[[ Data records open ]]

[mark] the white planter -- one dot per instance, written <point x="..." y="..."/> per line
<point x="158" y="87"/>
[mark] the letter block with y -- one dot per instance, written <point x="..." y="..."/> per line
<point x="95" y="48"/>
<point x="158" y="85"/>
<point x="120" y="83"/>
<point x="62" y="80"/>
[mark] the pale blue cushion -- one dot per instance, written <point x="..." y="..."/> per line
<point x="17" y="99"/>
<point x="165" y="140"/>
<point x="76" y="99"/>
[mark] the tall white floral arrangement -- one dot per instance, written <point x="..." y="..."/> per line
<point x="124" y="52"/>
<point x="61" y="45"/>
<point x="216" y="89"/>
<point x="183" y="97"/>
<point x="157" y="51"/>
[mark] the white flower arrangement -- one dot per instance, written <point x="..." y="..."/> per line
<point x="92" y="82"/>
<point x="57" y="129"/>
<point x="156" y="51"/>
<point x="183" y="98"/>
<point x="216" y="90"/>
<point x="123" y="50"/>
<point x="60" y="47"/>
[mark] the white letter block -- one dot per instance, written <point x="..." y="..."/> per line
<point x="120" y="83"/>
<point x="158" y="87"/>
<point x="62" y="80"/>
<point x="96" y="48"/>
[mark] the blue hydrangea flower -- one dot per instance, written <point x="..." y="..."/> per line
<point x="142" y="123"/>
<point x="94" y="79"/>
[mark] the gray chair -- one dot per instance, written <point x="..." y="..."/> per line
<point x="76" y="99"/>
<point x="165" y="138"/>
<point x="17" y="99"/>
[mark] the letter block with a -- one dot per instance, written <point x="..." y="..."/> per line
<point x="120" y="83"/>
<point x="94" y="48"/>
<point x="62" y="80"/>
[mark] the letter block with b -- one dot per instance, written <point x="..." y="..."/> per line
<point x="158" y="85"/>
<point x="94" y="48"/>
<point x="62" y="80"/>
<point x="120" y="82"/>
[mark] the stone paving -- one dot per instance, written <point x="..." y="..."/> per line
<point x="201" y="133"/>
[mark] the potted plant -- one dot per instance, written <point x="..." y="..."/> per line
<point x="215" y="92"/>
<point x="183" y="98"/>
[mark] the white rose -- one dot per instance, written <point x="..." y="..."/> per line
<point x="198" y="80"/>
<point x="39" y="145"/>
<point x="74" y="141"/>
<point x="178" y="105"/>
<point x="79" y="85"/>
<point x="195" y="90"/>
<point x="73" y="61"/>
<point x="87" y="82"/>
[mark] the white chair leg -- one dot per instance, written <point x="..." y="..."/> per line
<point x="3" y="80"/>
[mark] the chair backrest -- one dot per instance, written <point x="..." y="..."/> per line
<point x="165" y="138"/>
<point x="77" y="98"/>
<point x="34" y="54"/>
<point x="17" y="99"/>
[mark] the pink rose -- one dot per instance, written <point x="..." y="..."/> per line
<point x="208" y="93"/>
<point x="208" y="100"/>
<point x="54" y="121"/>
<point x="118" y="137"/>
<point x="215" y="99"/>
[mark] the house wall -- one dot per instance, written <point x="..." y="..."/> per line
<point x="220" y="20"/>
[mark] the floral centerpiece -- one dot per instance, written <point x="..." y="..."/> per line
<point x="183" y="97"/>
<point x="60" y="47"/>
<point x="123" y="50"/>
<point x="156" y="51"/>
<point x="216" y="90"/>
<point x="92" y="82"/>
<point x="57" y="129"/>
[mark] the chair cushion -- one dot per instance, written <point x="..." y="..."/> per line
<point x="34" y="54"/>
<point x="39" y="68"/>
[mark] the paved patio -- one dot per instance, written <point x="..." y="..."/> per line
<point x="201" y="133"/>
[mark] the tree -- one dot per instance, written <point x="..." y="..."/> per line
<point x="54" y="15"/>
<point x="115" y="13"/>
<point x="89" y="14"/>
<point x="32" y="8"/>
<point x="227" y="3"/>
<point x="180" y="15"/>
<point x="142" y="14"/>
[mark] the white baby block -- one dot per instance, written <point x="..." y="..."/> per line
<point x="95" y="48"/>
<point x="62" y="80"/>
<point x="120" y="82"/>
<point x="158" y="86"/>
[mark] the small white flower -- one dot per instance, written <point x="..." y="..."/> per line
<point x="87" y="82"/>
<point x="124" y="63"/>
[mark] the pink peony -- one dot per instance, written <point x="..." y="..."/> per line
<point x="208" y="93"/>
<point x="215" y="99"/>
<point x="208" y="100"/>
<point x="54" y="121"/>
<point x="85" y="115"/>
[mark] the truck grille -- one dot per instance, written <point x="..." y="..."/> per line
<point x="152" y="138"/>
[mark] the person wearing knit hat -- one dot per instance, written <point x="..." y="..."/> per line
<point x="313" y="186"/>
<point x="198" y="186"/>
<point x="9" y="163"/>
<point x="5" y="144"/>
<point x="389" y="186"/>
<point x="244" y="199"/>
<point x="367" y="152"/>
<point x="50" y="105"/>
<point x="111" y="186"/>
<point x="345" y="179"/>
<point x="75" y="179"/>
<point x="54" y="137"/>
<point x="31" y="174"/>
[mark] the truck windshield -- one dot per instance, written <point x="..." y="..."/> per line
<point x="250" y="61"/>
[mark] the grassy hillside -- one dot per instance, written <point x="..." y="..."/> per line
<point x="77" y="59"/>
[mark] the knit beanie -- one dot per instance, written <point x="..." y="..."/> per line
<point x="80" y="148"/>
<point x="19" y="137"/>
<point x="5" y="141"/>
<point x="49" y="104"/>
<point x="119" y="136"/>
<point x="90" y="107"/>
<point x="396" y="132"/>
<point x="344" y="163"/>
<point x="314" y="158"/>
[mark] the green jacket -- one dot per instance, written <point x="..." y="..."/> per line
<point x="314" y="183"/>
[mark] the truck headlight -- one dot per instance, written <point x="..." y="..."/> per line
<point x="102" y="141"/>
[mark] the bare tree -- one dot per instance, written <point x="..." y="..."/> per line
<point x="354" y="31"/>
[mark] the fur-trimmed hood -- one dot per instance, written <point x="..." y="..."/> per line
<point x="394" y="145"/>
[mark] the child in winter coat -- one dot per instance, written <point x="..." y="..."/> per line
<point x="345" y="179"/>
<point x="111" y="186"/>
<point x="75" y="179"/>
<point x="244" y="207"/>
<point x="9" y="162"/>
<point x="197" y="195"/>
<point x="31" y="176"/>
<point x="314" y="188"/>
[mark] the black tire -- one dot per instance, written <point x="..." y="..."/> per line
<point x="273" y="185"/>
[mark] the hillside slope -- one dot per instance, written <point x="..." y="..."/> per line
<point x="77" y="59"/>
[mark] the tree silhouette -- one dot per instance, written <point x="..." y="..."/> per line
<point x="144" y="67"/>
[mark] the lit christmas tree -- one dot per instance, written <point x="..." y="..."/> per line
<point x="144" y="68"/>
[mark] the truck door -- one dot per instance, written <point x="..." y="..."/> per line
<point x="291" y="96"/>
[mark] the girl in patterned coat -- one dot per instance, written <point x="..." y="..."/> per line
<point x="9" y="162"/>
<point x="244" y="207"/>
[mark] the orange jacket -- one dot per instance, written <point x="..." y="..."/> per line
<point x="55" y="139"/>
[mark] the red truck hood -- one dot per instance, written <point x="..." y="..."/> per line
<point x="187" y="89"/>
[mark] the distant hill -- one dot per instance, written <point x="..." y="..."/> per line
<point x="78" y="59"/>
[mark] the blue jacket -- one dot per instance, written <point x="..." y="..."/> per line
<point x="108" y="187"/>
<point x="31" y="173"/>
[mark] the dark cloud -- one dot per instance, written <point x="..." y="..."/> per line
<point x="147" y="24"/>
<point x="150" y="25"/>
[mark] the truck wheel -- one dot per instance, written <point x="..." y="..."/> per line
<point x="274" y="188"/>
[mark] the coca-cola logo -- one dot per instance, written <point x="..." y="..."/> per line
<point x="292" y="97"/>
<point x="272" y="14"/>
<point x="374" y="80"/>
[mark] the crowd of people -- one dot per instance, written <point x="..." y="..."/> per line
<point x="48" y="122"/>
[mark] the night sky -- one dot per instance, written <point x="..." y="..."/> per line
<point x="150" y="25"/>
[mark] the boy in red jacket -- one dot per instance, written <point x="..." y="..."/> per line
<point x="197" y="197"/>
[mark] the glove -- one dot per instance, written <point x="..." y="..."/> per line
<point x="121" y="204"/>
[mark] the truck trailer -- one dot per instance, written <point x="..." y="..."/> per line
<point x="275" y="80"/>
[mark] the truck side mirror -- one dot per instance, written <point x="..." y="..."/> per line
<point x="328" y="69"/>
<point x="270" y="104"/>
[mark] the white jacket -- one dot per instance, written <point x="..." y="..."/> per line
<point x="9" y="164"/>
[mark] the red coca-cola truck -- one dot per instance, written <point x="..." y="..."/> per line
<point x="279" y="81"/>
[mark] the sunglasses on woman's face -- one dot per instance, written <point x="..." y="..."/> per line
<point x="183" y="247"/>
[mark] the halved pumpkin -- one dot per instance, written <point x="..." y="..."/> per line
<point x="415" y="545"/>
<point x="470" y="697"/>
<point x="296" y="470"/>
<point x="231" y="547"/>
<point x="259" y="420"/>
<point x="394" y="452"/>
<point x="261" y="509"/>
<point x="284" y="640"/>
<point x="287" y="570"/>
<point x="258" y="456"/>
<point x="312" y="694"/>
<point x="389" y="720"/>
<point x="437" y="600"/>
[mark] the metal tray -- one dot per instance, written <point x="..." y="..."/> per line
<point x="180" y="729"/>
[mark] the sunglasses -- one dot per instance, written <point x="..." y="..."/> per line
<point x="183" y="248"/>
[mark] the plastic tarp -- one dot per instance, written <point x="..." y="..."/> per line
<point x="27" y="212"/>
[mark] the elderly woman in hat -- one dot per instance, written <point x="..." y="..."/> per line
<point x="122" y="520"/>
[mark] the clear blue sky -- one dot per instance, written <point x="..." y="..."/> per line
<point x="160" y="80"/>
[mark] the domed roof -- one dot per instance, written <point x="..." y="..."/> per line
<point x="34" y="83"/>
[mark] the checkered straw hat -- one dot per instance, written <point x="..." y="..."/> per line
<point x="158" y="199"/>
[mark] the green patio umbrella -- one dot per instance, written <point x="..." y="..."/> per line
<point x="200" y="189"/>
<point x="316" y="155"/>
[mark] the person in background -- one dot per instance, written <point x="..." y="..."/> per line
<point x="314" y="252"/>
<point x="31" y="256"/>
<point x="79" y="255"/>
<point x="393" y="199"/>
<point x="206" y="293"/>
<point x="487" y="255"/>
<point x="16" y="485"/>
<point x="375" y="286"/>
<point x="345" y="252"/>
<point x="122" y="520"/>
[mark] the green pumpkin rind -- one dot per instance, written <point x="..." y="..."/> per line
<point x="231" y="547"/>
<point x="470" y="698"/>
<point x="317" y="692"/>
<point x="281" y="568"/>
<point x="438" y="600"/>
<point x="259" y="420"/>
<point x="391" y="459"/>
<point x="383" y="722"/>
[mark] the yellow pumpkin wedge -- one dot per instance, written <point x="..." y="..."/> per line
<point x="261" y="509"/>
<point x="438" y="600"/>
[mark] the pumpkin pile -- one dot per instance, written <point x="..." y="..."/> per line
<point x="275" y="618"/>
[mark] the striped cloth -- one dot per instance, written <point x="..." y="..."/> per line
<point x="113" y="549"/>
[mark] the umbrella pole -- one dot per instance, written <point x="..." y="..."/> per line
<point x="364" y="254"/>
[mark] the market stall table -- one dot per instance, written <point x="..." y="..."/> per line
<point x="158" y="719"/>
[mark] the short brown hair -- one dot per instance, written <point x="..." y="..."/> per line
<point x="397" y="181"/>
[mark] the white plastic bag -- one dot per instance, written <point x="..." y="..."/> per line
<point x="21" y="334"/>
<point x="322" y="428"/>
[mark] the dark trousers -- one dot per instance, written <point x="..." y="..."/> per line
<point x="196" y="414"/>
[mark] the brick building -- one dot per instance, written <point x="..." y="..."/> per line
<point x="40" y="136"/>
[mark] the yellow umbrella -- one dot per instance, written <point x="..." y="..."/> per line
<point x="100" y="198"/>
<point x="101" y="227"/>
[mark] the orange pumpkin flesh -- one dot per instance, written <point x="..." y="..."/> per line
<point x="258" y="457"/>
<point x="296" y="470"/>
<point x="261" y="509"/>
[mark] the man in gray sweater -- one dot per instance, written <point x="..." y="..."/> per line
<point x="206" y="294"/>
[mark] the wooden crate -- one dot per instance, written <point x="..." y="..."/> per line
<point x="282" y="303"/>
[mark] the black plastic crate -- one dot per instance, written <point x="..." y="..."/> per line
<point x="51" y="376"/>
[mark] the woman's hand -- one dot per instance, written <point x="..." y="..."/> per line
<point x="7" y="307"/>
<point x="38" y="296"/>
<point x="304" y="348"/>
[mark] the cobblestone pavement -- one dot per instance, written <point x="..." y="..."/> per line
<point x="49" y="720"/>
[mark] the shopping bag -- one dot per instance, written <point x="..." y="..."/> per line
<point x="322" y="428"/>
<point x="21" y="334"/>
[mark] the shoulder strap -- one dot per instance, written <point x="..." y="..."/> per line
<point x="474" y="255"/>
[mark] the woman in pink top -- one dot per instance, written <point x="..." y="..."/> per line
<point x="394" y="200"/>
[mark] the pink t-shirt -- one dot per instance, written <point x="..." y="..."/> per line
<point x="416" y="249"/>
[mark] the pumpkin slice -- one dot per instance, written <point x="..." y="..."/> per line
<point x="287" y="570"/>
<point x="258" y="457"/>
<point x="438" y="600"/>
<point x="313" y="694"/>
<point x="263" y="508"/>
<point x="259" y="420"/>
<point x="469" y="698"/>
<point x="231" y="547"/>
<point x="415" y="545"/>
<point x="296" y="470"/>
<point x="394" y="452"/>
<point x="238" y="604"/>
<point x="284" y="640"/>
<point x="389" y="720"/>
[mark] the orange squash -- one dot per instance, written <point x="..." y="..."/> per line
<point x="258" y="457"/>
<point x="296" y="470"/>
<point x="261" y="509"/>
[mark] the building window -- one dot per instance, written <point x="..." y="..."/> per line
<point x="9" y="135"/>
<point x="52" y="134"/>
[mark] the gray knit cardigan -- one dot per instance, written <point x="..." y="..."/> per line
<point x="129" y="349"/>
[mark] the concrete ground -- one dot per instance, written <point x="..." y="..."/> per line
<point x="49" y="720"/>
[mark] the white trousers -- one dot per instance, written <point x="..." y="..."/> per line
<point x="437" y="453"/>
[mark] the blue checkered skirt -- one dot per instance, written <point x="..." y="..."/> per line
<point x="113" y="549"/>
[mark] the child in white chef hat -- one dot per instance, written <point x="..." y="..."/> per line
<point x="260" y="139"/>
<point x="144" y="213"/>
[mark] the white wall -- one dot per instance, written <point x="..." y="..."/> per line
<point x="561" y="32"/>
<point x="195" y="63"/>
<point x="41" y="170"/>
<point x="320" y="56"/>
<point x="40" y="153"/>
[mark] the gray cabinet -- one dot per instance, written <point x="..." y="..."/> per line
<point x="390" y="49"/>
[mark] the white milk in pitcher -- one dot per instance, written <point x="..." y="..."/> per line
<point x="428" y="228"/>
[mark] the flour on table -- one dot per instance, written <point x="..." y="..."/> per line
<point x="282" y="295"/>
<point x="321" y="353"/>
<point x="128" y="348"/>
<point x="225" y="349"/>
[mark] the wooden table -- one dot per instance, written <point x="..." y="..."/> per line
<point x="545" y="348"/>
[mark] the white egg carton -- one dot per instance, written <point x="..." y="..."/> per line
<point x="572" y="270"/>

[[ Data records closed ]]

Work task:
Print exactly the line containing "[mark] the flour" and every line after it through the end of the records above, and nothing else.

Reply to the task:
[mark] the flour on table -- one dot per instance, written <point x="..." y="..."/> per line
<point x="282" y="295"/>
<point x="321" y="353"/>
<point x="128" y="348"/>
<point x="225" y="349"/>
[mark] the wooden table -- one dot per instance, written <point x="..." y="..."/> per line
<point x="545" y="348"/>
[mark] the white egg carton -- one dot per instance, written <point x="..." y="..."/> per line
<point x="572" y="270"/>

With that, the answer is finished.